> [Description of the task]: Take the records below and retype them line by line, from the first line through the one containing "Question. Provide a point on each instance of the beef"; stop there.
Content starts
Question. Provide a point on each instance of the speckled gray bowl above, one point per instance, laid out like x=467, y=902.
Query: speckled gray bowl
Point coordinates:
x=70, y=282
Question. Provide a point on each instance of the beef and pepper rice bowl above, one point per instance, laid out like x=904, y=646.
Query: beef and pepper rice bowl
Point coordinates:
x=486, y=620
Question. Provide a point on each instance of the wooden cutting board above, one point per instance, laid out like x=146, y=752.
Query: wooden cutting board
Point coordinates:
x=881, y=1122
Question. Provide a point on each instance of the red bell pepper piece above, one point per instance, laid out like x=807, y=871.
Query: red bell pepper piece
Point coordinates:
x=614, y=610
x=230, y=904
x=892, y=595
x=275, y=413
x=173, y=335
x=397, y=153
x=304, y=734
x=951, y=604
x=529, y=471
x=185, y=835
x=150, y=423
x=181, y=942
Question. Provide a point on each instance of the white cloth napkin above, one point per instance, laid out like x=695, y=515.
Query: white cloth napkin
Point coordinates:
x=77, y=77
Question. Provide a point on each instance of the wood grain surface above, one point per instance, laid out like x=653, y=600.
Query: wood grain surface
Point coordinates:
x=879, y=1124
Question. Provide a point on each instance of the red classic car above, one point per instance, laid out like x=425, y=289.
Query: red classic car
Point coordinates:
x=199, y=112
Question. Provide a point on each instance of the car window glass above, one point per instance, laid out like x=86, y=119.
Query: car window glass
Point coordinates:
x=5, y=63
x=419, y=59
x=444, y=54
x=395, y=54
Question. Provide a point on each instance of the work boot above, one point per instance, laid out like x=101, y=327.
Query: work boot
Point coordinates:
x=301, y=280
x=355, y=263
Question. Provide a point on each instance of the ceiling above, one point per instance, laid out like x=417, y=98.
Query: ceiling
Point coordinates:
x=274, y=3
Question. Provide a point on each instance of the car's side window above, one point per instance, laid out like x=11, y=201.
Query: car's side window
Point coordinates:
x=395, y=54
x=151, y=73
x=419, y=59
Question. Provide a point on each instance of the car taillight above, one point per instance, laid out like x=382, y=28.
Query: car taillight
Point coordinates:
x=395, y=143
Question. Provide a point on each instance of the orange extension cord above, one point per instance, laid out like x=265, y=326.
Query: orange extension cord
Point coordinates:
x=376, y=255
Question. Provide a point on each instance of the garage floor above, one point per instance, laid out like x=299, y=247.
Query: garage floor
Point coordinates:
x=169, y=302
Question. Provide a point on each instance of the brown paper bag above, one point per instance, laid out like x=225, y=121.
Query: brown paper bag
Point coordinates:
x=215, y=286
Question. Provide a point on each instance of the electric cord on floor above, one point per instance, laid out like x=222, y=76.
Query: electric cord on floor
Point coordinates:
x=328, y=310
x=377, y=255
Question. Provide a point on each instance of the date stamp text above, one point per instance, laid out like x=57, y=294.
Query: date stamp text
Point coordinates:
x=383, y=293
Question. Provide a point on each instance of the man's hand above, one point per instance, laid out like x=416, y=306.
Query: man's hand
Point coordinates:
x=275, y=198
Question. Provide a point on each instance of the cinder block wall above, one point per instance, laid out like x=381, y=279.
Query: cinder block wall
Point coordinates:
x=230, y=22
Content ends
> [Response area]:
Question. Provide a point on each instance of the speckled gray bowl above, one point per instance, laid out like x=467, y=902.
Query: speckled gray bowl
Point coordinates:
x=70, y=282
Question. Provide a point on each instance of the beef and pepper rice bowl above, one point per instance, laid out like x=904, y=646.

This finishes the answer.